The issue was driven home this week when John Jerome White walked out of Macon State Prison after serving more than 20 years behind bars for a rape DNA evidence now shows he didn't commit. The story line is becoming familiar. He's the seventh Georgian cleared by DNA evidence and the 210th nationwide.
White was picked out of a police lineup by a 74-year-old rape victim in Meriwether County. DNA tests conducted recently on hair at the scene have now pointed to another man who was in the same lineup.
"This should be our year to pass something," Aimee Maxwell, of the Georgia Innocence Project told a House committee studying the issue.
The committee's chairwoman, state Rep. Stephanie Stuckey Benfield, a Democrat from Decatur, said well-meaning police officers may send a witness unintended signals, which influence their selection.
For instance, a "good job" from the officer after the witness picks someone out of a lineup could reinforce that witness's belief that they've chosen the guilty party. A neutral officer should be called in to administer the lineup - one who doesn't know who the suspect is and could not signal any clues, Benfield said.
Legislation moving through Benfield's committee would focus mainly on training, requiring two hours of instruction on eyewitness ID issues. That's up from the 30 minutes new police officers currently receive. A separate House resolution would suggest best practices to the departments but would not mandate them.
Law enforcement officials say they welcome increased money for training officers. But they're wary of the state Legislature tinkering in police business.
"When you put a bunch of new rules in place it sometimes messes with logic," said Rick Malone, executive director of the Prosecuting Attorneys' Council of Georgia.
"Most respectable police departments all over Georgia are using the best practices for the most part."
But advocates of a new law say that's hard to tell. Eight-three percent of the 296 police departments that responded to a survey from the Georgia Innocence Project had no written policy in place for eyewitness Ids.
Benfield's proposed law would require all departments to put in place written policies on eyewitness identification or risk losing state funds.
Malone said prosecutors don't like a part of the bill which says departments should have officers who've completed the new training conducting lineups by 2011. If a department is unable to comply, that could create problems with admitting lineup IDs into evidence, Malone said.

- [Records provided]
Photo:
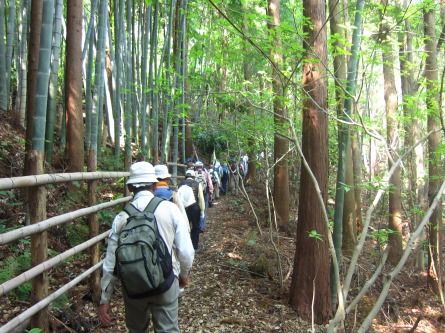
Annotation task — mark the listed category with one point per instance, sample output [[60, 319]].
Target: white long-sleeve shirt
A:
[[187, 196], [172, 228]]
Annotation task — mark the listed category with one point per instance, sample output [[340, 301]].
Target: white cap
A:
[[190, 173], [161, 171], [142, 172]]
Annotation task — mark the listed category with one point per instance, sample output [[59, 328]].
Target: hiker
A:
[[204, 178], [214, 177], [189, 163], [162, 308], [191, 194], [242, 171], [164, 191], [224, 178], [234, 177]]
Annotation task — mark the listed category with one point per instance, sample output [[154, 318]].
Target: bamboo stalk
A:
[[43, 179], [46, 301], [56, 220], [36, 270]]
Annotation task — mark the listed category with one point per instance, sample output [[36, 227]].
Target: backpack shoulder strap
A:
[[153, 204], [130, 209]]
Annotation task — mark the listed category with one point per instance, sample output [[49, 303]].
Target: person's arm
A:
[[210, 184], [182, 245], [201, 201], [178, 201]]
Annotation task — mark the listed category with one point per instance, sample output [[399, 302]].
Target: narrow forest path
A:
[[223, 295]]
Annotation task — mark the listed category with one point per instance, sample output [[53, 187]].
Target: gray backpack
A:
[[143, 262]]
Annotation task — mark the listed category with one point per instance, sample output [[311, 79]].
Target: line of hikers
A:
[[152, 235]]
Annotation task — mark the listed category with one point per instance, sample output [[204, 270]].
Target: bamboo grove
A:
[[343, 100]]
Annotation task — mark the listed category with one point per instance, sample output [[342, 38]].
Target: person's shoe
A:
[[181, 292]]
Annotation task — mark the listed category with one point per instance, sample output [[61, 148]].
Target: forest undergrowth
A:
[[235, 282]]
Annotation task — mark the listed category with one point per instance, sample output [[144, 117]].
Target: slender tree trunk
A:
[[21, 94], [54, 78], [37, 196], [73, 88], [10, 33], [393, 138], [415, 164], [251, 140], [310, 293], [434, 156], [281, 145], [3, 78]]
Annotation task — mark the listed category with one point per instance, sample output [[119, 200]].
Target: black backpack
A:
[[143, 262]]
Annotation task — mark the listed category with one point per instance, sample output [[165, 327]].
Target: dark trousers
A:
[[193, 213]]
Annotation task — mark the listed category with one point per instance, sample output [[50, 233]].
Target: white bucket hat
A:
[[142, 173], [161, 171], [190, 173]]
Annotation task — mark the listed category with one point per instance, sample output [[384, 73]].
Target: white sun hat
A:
[[161, 171], [142, 173]]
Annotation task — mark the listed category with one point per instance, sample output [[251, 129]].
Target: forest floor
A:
[[235, 282]]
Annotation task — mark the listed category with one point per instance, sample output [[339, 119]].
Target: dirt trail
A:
[[223, 296]]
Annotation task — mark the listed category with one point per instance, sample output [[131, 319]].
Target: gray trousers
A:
[[163, 309]]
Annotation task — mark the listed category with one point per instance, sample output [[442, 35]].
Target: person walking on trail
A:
[[191, 194], [216, 182], [234, 177], [163, 307], [204, 178], [224, 178], [164, 191], [189, 163]]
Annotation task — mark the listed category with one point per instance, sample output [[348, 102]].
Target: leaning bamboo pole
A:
[[56, 220], [43, 179], [44, 266], [46, 301]]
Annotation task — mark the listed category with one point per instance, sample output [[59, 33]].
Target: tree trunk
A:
[[393, 139], [310, 293], [281, 145], [415, 164], [54, 76], [251, 140], [3, 78], [73, 88], [434, 156]]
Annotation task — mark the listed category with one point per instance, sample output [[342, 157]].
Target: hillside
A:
[[235, 285]]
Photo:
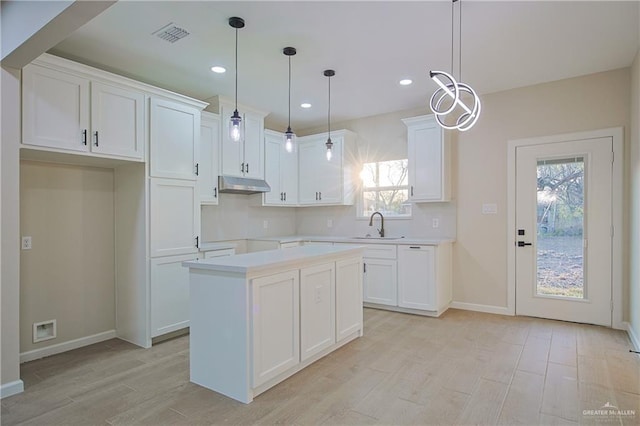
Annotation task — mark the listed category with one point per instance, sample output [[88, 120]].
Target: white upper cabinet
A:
[[209, 158], [66, 111], [281, 171], [429, 160], [174, 139], [117, 121], [322, 181], [244, 158], [55, 109]]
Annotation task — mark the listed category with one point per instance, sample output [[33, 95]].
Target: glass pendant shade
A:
[[236, 127], [289, 136], [329, 146], [290, 140]]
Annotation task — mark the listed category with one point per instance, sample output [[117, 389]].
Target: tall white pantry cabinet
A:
[[150, 137]]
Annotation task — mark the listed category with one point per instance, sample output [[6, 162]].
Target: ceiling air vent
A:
[[171, 33]]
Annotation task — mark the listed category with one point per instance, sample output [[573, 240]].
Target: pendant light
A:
[[289, 136], [235, 122], [329, 144], [448, 96]]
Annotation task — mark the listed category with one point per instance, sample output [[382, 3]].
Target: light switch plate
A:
[[490, 208]]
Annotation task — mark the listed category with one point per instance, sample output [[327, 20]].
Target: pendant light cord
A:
[[329, 111], [452, 4], [460, 43], [236, 69], [289, 92]]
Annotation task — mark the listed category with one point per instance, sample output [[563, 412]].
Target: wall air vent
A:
[[171, 33]]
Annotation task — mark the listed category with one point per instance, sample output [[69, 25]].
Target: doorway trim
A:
[[617, 134]]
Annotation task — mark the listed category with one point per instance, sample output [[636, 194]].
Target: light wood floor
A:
[[463, 368]]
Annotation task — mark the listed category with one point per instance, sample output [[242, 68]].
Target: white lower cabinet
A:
[[317, 309], [174, 217], [380, 281], [169, 294], [380, 274], [276, 322], [348, 298], [416, 277], [255, 321]]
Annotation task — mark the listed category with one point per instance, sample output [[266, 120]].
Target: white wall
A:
[[379, 138], [242, 216], [10, 273], [69, 274], [579, 104], [634, 208]]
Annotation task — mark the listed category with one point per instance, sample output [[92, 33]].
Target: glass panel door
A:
[[560, 228]]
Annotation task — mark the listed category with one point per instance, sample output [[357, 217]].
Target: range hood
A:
[[238, 185]]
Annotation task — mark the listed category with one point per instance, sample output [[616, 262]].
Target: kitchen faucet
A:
[[381, 230]]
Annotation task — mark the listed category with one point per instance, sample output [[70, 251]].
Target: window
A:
[[385, 188]]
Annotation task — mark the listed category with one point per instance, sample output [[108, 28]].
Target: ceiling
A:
[[370, 44]]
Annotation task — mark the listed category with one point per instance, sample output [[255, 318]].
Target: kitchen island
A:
[[259, 318]]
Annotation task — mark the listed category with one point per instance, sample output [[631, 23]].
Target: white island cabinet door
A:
[[380, 282], [416, 277], [174, 138], [55, 109], [117, 121], [169, 294], [317, 309], [348, 297], [276, 325], [174, 217]]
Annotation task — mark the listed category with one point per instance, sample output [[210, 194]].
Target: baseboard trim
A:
[[633, 336], [489, 309], [11, 388], [66, 346]]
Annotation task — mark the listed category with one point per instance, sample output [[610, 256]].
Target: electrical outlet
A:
[[26, 243]]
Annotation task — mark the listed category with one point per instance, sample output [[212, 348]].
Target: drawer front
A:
[[218, 253], [380, 251]]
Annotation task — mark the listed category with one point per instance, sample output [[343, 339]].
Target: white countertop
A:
[[372, 240], [261, 260], [216, 246]]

- [Task list]
**A)** According to the article on eyewitness identification, how much instruction on eyewitness ID issues do new police officers currently receive?
**B)** Write out the portion of the article on eyewitness identification starting with "White was picked" and going on through "clues, Benfield said.".
**C)** List every person mentioned by name in the article on eyewitness identification.

- [Solutions for each task]
**A)** New police officers currently receive 30 minutes of instruction.

**B)**
White was picked out of a police lineup by a 74-year-old rape victim in Meriwether County. DNA tests conducted recently on hair at the scene have now pointed to another man who was in the same lineup.
"This should be our year to pass something," Aimee Maxwell, of the Georgia Innocence Project told a House committee studying the issue.
The committee's chairwoman, state Rep. Stephanie Stuckey Benfield, a Democrat from Decatur, said well-meaning police officers may send a witness unintended signals, which influence their selection.
For instance, a "good job" from the officer after the witness picks someone out of a lineup could reinforce that witness's belief that they've chosen the guilty party. A neutral officer should be called in to administer the lineup - one who doesn't know who the suspect is and could not signal any clues, Benfield said.

**C)**
- John Jerome White
- Aimee Maxwell
- Stephanie Stuckey Benfield
- Rick Malone